### [EXERCÍCIO PROPOSTO A]
Você pode reproduzir os registros, com os pedidos incluídos, começando na linha que contém "Where can you see the bending" e indo até o fim deles, aumentando em 34 cada número das coordenadas dadas nas respostas?

### [TRECHO]
====================

Impostação epistemológica

Antes de tratar do que chamaremos de “crítica ritual”, que é um trabalho não apenas do antropólogo Ronald Grimes – que mencionamos na primeira parte deste artigo publicada na edição 375 do Jornal Opinião e Notícias -, mas também do liturgista, é fundamental abordar o tema do modelo epistemológico a ser usado pelo estudioso do fenômeno. Será o paradigma epistemológico a fornecer os critérios para uma efetiva e eficiente avaliação da performance ritual. A crítica ritual se desenvolve como procedimento de avaliação da prática ritual que sabe visualizar analiticamente o fenômeno de falimento do rito ou de alguns de seus elementos (infelicitous performance) combinado ao estudo da competência ritual do sujeito que celebra. O desafio consta da identificação de um percurso metodológico que respeite a dinâmica intersubjetiva e a natureza performática do rito. Para isso, exige-se a escolha ou a composição de um modelo de compreensão (epistemologia) que dê sustentação a este tipo de impostação fenomenológica do evento litúrgico.

A liturgia não está nos livros, os ritos não podem ser avaliados apenas a partir do programa que encontramos nos sacramentários. O Ordo funciona como um mapa, como um roteiro, mas não é a celebração enquanto evento. Certamente, o programa ritual deve ser levado em consideração, uma vez que condensa de forma cifrada (linguagem descritiva, código escrito) a tradição que deve ser traduzida em ação por parte de atores vivos. O modelo epistemológico assumido não pode desconsiderar que o rito só existe à medida que realiza (performance). Um procedimento como a liturgia compara de Baumstark, por exemplo, para ser considerado adequadamente no âmbito da cirtica ritual exige ir além do registro escrito dos “rituais”.

====================

### [EXERCÍCIO PROPOSTO B]
Como você prosseguiria com o texto sobre a crítica ritual e a liturgia, a partir da última frase apresentada?

### [DADOS FORNECIDOS]
====================

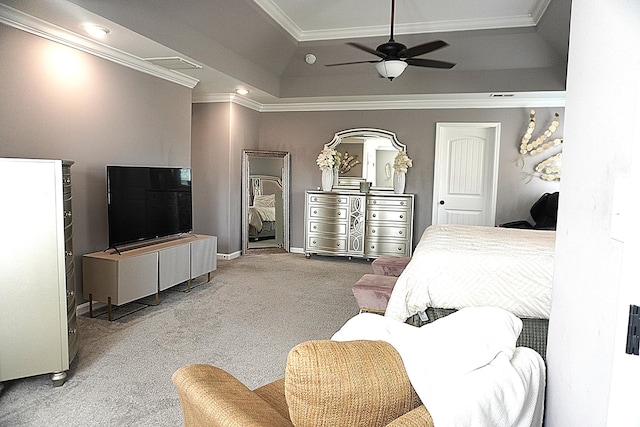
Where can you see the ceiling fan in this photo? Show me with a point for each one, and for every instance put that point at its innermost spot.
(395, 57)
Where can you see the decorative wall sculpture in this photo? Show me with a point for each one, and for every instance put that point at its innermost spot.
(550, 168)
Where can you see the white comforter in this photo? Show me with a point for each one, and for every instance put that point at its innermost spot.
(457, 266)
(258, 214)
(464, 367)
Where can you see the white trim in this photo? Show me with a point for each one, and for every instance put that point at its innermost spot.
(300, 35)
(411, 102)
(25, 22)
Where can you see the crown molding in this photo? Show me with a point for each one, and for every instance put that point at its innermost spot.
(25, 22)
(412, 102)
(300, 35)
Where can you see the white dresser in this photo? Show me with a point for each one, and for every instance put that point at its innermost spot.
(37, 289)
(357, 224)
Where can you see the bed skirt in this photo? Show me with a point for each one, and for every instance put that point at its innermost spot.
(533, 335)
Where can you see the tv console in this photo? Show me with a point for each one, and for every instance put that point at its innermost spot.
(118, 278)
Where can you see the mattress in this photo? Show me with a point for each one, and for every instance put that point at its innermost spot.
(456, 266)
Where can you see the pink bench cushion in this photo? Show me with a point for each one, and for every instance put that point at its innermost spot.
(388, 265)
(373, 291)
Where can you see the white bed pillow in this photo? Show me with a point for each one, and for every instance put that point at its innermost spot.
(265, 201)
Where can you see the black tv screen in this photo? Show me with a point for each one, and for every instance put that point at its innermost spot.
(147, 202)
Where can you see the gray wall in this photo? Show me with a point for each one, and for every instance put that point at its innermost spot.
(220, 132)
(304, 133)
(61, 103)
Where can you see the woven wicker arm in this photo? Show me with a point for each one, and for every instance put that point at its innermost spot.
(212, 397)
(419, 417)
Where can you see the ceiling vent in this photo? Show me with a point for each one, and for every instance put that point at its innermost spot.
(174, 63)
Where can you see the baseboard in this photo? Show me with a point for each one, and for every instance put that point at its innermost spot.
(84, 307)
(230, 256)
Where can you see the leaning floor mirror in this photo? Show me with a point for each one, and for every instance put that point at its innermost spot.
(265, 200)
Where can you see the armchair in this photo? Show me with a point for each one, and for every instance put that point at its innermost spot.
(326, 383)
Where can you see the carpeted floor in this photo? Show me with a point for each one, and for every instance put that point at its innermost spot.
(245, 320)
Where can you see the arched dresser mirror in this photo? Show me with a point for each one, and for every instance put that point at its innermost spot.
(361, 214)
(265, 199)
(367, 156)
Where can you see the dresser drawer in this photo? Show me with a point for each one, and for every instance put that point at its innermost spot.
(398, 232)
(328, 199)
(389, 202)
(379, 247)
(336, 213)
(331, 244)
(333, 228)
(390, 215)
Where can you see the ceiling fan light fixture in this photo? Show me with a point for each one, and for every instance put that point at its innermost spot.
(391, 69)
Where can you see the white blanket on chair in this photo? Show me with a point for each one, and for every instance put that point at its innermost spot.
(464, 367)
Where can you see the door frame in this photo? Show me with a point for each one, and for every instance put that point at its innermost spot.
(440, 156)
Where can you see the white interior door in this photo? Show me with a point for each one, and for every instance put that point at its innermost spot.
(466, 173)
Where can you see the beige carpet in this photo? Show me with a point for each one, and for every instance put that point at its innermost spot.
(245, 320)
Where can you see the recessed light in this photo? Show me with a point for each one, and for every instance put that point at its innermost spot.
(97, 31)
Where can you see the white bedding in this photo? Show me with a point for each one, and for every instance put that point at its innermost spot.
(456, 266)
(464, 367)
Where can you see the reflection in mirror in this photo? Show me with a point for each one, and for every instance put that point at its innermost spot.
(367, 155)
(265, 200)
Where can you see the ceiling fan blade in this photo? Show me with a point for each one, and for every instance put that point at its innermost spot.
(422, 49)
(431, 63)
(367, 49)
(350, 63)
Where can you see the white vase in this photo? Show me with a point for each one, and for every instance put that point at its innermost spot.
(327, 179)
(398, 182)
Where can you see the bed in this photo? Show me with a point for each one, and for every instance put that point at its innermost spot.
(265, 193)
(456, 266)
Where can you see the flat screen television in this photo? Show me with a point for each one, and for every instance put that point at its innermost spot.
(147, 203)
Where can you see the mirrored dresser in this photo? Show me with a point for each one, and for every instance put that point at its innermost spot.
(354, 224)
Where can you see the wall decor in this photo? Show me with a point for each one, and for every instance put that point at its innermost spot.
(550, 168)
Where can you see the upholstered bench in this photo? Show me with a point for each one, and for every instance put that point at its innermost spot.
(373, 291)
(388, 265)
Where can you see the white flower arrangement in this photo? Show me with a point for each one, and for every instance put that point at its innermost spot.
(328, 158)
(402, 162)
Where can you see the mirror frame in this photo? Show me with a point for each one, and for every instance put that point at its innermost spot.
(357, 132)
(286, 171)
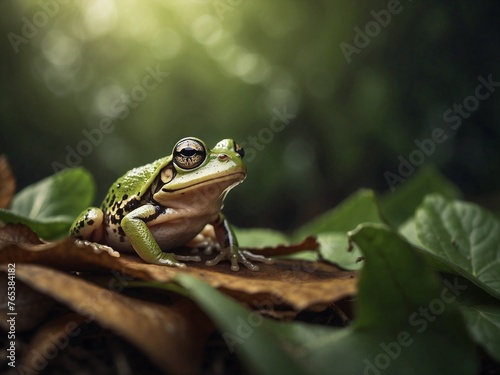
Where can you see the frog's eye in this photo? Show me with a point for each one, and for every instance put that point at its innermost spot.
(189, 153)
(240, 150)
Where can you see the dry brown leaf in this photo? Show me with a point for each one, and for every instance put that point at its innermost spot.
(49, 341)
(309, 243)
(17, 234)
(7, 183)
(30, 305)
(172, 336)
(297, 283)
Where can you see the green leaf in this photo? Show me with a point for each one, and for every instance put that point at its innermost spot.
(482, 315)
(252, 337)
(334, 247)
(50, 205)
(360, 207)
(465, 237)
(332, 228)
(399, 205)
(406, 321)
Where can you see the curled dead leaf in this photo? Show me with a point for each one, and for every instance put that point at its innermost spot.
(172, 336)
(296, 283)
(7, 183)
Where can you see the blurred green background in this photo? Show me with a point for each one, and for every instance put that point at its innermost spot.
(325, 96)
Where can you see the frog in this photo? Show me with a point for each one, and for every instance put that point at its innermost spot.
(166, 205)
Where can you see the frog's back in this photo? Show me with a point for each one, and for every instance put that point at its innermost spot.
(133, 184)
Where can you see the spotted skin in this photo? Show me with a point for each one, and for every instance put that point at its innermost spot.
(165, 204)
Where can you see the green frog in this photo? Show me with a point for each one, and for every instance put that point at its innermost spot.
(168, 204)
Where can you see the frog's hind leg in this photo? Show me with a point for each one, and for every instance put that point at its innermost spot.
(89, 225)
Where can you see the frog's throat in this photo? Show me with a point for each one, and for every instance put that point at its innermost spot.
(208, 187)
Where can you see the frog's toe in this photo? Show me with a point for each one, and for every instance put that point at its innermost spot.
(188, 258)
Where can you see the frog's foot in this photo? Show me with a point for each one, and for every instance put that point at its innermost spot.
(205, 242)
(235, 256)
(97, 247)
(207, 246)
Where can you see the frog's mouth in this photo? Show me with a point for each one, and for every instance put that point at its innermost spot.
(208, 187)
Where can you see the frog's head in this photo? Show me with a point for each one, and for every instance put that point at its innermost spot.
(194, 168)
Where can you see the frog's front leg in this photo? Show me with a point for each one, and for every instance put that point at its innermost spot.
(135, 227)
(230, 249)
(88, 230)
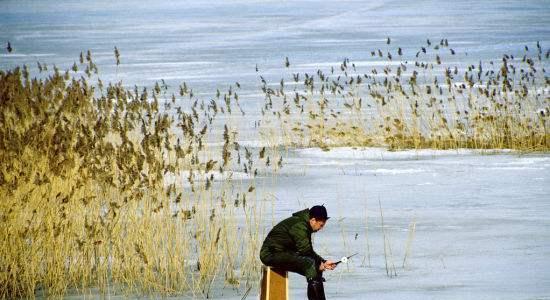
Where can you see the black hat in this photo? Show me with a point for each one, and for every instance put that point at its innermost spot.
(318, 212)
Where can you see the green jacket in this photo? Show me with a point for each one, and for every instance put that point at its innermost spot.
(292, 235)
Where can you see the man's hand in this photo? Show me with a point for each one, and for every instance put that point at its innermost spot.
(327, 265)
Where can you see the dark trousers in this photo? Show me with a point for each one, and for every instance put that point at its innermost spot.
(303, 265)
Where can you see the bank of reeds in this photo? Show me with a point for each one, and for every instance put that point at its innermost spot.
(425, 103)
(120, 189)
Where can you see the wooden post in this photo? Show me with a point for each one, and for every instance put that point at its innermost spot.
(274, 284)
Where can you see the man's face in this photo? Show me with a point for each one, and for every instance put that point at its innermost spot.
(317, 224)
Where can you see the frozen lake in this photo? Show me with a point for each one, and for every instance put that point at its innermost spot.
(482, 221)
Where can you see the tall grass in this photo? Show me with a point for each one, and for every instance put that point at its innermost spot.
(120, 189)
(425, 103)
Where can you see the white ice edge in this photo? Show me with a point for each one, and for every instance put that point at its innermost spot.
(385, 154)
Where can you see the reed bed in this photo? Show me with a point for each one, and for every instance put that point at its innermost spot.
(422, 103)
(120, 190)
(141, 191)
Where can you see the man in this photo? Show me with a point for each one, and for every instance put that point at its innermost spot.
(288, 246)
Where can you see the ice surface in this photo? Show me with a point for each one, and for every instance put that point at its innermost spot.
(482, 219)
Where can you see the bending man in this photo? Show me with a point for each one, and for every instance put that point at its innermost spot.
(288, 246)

====================

### [RESPOSTA FINAL A]
Where can you see the bending man in this photo? Show me with a point for each one, and for every instance put that point at its innermost spot.
(322, 280)

### [RESPOSTA FINAL B]
Para além de qualquer conceito mais ou menos universal acerca do rito e do reconhecimento dos elementos comuns, assumimos com Rappaport que o estudo de tal fenômeno depende amplamente de como ele é concebido pelo sujeito que o pratica, da forma como os elementos que o compõe são postos em relação . Isso significa que o modelo epistemológico não pode ser escolhido arbitrariamente, mas deve responder adequadamente ao modo como o rito é assumido estruturalmente no âmbito do grupo humano ao qual pertence. O rito possui uma forma dentro deste ou daquele ambiente e isto deve ser considerado seriamente para não falsearmos o estudo já na sua fundação.

Neste sentido, no concernente à experiência católica, por exemplo, ao tratarmos do rito não pode prescindir da categoria da “sacramentalidade”. No entanto, pode ser que esta categoria não se aplique a experiências litúrgicas alhures. Um paradigma gnosiológico que não integre esta noção no caso do estudo de ritos católicos ou que a imponha na análise de práticas litúrgicas que não a exigem tendem a falsear o fenômeno aos olhos de quem o estuda e conduzir a equívocos teoréticos. Partindo desse pressuposto e por conseguinte, assumindo como cardinal a categoria da sacramentalidade no estudo da ação litúrgica, entendemos que o modelo epistemológico deva atender a compreensão de rito como sacramento e vice versa (Biffi). Aquilo que os católicos chamam de sacramento é o que costuma-se rotular com o termo “rito”. Não é difícil, evidentemente, perceber como um modelo epistemológico possa separar a forma ritual do conteúdo sacramental, como o fez a escolástica. O sacramento “dispõe” de um rito, mas não se identifica com ele. Uma avaliação da performance ritual nestes termos conduzirá o estudioso a pensar o “falência” do rito apenas como um problema referido àquilo que é “essencial” para que “haja sacramento”: forma (entendida depois como fórmula), matéria e ministro (um ministro e geralmente ordenado).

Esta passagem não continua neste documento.